Commerce Weekly: Target doesn’t want to be the showroom for online retailers

Target wants help fighting "scan and scram." Strong iTunes growth was tucked inside Apple's big earnings.

Here are a few things going on in the world of online commerce this week.

Target wants to fight “scan and scram”

TargetRemember all that talk before the holidays about the blissful union between brick-and-mortar retailers and mobile users? Retailers seemed to have accepted that many of their customers shop with smartphones in hand — and retailers even appeared to be embracing it.
A Deloitte consultant who follows these things, Kasey Lobaugh, told Internet Retailer that retailers:

… need to invest in providing customer connectivity in the store, including in-store Wi-Fi, … building functionality that best serves the customer at the ‘point of need’ and thinking about the capabilities that align with the customer’s location and context, as the customer may be in the store with a smartphone in hand or in a variety of other locations and scenarios.

Indeed, Macy’s, Sears, and Nordstrom boasted about their in-store free Wi-Fi. Personally, I realized this meant I no longer had to chase after the Home Depot staff whose “Ask Me” shirts always seem to be disappearing just around the far end of the aisle. I could now ask my iPhone.

******************************

*Given request 1*: Translate this sentence from the commerce roundup into Spanish: "Indeed, Macy’s, Sears, and Nordstrom boasted about their in-store free Wi-Fi."
*Given request 2*: Reproduce the part of the commerce roundup between "Commerce Weekly: Target" and "Apple's big earnings.", inclusive.

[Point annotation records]
******************************

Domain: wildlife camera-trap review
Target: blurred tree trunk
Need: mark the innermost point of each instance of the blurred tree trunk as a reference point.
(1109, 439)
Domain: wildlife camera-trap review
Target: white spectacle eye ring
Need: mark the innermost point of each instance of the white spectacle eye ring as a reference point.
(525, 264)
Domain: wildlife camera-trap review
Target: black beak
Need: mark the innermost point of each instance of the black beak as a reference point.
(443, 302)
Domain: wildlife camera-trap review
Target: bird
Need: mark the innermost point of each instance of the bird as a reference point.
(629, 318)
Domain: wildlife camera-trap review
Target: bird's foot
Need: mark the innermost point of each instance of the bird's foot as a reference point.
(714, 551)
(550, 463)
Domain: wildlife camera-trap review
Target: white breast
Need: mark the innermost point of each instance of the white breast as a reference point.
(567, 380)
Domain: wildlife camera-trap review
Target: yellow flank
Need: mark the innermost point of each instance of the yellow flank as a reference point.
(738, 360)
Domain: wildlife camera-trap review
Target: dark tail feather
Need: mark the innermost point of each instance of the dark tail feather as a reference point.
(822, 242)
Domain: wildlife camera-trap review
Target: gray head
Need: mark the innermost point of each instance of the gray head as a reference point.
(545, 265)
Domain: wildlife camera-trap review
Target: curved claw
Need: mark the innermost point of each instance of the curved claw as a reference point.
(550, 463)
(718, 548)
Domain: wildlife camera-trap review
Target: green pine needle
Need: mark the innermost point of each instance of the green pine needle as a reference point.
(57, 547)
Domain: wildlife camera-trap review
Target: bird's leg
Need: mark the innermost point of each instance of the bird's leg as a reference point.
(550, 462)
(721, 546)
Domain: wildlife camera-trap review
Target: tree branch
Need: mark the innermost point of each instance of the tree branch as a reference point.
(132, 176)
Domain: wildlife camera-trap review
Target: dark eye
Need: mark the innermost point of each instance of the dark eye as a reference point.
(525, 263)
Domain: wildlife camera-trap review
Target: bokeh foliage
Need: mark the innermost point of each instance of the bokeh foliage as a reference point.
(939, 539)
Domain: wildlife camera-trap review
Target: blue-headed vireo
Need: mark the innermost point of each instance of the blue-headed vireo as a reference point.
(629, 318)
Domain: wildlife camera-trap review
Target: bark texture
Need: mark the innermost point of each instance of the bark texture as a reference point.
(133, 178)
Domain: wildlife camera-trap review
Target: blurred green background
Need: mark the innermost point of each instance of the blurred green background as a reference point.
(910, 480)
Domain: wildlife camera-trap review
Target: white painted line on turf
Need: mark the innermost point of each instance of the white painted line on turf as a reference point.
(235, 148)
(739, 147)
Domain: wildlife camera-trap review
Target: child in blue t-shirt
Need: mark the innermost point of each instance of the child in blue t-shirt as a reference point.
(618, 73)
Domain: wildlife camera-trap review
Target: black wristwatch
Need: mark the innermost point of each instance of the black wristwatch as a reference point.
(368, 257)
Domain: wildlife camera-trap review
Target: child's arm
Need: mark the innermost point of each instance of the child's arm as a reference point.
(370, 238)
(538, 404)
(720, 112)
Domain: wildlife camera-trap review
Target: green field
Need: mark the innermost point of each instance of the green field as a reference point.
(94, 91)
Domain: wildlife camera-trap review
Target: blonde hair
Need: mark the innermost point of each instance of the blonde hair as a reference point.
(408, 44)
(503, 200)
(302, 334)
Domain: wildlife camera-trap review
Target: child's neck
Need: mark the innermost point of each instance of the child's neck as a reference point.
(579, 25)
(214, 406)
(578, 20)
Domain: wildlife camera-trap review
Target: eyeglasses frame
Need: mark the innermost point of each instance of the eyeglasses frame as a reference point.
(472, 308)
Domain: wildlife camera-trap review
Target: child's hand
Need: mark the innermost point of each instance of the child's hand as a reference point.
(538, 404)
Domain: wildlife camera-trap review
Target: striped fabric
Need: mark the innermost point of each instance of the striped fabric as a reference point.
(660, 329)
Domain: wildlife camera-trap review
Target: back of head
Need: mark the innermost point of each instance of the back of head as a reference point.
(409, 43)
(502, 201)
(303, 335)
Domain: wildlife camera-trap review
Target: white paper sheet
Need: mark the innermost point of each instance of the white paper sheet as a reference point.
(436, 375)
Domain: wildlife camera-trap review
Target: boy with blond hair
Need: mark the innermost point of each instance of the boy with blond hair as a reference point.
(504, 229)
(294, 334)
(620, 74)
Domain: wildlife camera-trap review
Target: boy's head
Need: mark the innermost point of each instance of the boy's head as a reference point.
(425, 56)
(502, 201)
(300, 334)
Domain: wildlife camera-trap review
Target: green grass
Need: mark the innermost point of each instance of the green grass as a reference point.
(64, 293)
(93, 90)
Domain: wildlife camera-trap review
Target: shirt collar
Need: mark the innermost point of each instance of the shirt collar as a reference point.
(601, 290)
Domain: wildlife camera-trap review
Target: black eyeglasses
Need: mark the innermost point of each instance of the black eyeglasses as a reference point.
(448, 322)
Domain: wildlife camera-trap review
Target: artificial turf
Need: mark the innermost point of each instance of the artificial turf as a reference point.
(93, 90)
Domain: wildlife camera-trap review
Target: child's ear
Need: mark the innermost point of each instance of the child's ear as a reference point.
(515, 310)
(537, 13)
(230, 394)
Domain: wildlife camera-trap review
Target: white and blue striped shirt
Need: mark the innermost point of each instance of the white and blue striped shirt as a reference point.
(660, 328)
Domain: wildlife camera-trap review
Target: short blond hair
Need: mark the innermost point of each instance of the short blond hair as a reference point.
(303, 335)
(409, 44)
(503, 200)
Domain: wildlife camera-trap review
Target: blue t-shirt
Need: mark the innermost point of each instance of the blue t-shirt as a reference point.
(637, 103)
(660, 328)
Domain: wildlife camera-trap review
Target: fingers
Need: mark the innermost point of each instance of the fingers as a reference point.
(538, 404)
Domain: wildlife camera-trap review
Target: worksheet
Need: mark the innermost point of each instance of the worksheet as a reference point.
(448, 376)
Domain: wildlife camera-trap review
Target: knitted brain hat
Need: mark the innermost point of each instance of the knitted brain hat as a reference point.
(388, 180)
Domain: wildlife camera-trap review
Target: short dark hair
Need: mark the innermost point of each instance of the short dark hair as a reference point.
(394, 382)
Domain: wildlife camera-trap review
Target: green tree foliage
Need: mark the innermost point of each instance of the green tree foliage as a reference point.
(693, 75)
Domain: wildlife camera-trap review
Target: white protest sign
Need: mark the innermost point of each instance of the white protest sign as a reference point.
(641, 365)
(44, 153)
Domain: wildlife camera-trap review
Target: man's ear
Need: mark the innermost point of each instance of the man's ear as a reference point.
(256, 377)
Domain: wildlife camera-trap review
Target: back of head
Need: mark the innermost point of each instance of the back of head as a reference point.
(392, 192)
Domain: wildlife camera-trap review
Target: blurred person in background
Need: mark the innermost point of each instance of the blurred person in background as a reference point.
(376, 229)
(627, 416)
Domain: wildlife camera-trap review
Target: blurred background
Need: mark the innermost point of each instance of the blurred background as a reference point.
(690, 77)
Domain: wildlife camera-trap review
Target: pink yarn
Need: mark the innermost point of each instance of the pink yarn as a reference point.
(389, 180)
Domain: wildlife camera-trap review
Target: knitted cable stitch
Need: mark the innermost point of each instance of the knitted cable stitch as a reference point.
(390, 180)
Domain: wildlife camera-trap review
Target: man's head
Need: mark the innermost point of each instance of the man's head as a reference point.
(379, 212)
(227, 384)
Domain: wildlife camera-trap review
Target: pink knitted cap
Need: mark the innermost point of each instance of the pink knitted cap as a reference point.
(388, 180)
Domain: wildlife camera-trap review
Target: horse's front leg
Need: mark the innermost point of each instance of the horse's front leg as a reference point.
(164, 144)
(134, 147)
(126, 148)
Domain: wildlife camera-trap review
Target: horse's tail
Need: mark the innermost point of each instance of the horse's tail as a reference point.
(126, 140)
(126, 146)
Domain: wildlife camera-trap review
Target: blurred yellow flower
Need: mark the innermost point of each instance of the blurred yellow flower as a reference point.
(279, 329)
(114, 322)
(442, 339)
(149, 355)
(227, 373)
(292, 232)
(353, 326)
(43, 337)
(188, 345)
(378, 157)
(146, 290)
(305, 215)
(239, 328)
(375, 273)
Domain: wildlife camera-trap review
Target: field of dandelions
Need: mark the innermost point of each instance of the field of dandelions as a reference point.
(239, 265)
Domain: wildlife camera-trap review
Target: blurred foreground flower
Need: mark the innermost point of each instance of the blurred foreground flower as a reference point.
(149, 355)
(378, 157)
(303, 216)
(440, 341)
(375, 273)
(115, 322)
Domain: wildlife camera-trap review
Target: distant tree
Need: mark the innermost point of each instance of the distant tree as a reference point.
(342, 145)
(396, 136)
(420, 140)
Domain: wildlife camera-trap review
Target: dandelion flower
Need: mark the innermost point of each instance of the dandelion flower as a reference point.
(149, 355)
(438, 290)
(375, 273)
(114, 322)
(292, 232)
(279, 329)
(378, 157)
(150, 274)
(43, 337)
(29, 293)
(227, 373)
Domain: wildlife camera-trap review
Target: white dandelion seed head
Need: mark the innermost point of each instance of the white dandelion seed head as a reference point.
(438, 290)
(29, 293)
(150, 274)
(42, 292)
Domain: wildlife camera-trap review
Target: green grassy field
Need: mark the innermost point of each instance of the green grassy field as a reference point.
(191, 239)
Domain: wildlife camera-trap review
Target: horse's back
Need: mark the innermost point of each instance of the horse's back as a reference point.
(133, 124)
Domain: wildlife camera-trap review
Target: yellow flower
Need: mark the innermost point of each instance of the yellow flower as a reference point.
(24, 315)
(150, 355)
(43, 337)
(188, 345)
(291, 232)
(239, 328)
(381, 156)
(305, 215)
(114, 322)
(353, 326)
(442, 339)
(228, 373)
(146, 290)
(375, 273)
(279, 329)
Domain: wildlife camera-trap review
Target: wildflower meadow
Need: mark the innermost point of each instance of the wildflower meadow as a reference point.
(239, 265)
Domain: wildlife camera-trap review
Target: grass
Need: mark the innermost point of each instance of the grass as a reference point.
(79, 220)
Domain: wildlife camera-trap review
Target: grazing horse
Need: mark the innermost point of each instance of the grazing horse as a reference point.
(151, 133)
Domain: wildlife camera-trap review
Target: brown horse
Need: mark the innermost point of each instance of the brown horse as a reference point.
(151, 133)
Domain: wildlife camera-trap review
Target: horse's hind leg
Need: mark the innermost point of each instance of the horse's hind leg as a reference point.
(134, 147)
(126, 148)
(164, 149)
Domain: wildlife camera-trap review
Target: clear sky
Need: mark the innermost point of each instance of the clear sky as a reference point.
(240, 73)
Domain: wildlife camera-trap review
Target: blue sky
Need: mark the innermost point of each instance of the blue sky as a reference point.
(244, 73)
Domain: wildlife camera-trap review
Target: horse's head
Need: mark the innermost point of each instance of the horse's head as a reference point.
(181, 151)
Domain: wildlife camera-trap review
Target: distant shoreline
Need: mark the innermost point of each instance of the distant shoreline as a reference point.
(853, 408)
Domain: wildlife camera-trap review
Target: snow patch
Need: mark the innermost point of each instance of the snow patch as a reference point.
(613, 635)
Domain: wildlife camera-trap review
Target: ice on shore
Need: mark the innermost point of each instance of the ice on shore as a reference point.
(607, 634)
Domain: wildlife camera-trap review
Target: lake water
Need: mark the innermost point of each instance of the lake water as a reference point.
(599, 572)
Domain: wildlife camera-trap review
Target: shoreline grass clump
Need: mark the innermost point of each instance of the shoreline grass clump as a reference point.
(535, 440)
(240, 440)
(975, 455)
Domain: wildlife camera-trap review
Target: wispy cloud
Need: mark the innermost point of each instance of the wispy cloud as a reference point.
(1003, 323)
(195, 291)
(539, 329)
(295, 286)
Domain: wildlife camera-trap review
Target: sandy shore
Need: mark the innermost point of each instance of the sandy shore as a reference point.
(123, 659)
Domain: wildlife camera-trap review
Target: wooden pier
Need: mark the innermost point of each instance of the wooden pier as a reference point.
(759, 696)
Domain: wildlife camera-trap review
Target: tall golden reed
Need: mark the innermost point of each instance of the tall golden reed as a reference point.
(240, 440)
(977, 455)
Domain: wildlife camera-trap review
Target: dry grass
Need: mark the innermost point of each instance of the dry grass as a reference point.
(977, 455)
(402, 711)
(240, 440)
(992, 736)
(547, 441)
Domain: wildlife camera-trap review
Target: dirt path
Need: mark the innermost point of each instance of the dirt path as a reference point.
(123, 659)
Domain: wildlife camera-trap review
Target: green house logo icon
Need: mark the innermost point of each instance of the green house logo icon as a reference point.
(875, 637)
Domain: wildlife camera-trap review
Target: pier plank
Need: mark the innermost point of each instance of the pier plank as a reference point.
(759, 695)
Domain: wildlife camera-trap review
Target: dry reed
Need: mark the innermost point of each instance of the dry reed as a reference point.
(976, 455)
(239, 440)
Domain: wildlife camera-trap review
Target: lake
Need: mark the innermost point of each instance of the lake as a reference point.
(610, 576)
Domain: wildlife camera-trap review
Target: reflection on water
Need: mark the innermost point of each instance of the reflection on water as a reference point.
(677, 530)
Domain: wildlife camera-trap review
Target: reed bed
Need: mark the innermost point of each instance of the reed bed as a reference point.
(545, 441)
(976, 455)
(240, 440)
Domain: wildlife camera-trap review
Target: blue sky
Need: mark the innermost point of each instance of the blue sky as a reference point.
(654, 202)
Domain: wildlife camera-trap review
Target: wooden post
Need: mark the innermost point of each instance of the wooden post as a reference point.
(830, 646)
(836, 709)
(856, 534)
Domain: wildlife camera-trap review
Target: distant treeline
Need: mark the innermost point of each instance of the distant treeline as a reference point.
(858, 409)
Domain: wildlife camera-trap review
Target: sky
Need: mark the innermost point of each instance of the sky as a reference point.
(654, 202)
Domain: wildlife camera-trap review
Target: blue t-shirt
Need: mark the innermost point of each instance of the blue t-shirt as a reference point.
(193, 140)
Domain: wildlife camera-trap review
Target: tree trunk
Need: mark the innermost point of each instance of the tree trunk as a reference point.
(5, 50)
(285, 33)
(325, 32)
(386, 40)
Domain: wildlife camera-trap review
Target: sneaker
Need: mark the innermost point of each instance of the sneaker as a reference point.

******************************

*Complete output 1*: De hecho, Macy’s, Sears y Nordstrom presumieron de su wifi gratuito en las tiendas.

*Complete output 2*:
Commerce Weekly: Target doesn’t want to be the showroom for online retailers

Target wants help fighting "scan and scram." Strong iTunes growth was tucked inside Apple's big earnings.